* [Problem a]:
Give every scheduling problem, in its scheduling notation, that the passage on scheduling lower bounds names.

* [Passage shown]:
******************************

However, note that algorithms with running time \(\tilde{\mathcal {O}}\left( n+P\right) \) or \(\tilde{\mathcal {O}}\left( n+p_{\max }\right) \) are not excluded by our bounds, as they are not sub-linear in P. But in a setting where n and P (resp. \(p_{\max }\)) are roughly of the same order, such algorithms would be much more efficient than the dynamic programming approaches. In particular, they would be near-linear in n instead of quadratic. This is where the lower bounds from the more recent paper [2] by Abboud et al. come into play, as they have the following form: There is no \(\varepsilon >0\) such that the problem can be solved in time \(\tilde{\mathcal {O}}\left( n+p_{\max }n^{1-\varepsilon }\right) \), unless the \(\forall \exists \)-SETH fails. The \(\forall \exists \)-SETH is similar to the SETH, but assuming yet another assumption (the NSETH), \(\forall \exists \)-SETH is a strictly stronger assumption than SETH. However, these lower bounds by Abboud et al.  [2] can exclude algorithms with an additive-type running time \(\tilde{\mathcal {O}}\left( n+p_{\max }\right) \). Algorithms with running time \(\tilde{\mathcal {O}}\left( n+p_{\max }n\right) \) may still be possible, but they would only be near-quadratic instead of near-linear in the \(n\approx p_{\max }\) setting. It should be noted that our lower bounds also include parameters other than \(p_{\max }\), e.g. the largest due date \(d_{\max }\) or the threshold for the objective value y.

2.4 Our Results

The main contribution of this work is two-fold: On the one hand, we give plenty of lower bounds for classical scheduling problems with a fixed number of machines. These lower bounds all either rely on the ETH, SETH or the \((\min ,+)\)-conjectureFootnote 6 and are shown by revisiting classical reductions in the context of fine-grained complexity, i.e., we pay much attention to the parameters of the constructed instances. On the other hand, we show how the dynamic programming algorithms for \({P2|any|C_{\max }}\) and \({P3|any|C_{\max }}\) by Du and Leung [8] can be improved. Most notably, we show the following (for the precise statements, we refer to the upcoming sections):

  • The algorithm by Lawler and Moore [21] is probably optimal for \({1||\sum w_jU_j}\) and \({Pm||C_{\max }}\).

******************************

* [Listed records]:
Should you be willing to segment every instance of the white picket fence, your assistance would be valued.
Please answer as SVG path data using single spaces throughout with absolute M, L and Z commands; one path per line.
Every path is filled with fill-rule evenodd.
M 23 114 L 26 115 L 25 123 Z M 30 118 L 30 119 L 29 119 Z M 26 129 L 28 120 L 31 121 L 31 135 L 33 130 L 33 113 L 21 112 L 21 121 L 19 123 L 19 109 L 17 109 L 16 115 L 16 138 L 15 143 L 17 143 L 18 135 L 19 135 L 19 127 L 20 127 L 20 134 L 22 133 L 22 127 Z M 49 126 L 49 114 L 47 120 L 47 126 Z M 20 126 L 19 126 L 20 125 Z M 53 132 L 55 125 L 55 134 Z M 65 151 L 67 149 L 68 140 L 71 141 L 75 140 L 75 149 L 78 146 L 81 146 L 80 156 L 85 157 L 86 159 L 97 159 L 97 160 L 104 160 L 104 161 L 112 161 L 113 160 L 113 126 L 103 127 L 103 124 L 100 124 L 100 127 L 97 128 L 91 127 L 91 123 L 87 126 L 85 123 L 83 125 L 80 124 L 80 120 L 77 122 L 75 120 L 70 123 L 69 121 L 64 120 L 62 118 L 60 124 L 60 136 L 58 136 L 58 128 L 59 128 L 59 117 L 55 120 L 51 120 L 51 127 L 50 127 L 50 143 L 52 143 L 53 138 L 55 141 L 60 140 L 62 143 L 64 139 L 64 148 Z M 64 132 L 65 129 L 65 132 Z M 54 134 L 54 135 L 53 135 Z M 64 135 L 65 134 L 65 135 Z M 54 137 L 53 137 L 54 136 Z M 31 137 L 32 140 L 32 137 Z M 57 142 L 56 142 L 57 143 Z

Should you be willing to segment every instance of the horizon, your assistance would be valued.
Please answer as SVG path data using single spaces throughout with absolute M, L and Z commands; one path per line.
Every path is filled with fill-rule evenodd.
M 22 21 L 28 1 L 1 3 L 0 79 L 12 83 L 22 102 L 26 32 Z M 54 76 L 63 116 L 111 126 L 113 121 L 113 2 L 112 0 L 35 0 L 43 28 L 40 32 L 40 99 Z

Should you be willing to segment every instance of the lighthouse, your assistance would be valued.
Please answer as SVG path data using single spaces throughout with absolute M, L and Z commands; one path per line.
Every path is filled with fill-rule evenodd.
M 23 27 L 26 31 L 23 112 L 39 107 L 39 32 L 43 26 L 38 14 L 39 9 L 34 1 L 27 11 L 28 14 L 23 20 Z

******************************

* [Problem b]:
Reproduce the records from the line containing "horizon, your assistance would be valued." through the end of the records, with nothing changed.

* [Reply a]:
P2|any|C_max
P3|any|C_max
1||Σ w_j U_j
Pm||C_max

* [Reply b]:
Should you be willing to segment every instance of the horizon, your assistance would be valued.
Please answer as SVG path data using single spaces throughout with absolute M, L and Z commands; one path per line.
Every path is filled with fill-rule evenodd.
M 22 21 L 28 1 L 1 3 L 0 79 L 12 83 L 22 102 L 26 32 Z M 54 76 L 63 116 L 111 126 L 113 121 L 113 2 L 112 0 L 35 0 L 43 28 L 40 32 L 40 99 Z

Should you be willing to segment every instance of the lighthouse, your assistance would be valued.
Please answer as SVG path data using single spaces throughout with absolute M, L and Z commands; one path per line.
Every path is filled with fill-rule evenodd.
M 23 27 L 26 31 L 23 112 L 39 107 L 39 32 L 43 26 L 38 14 L 39 9 L 34 1 L 27 11 L 28 14 L 23 20 Z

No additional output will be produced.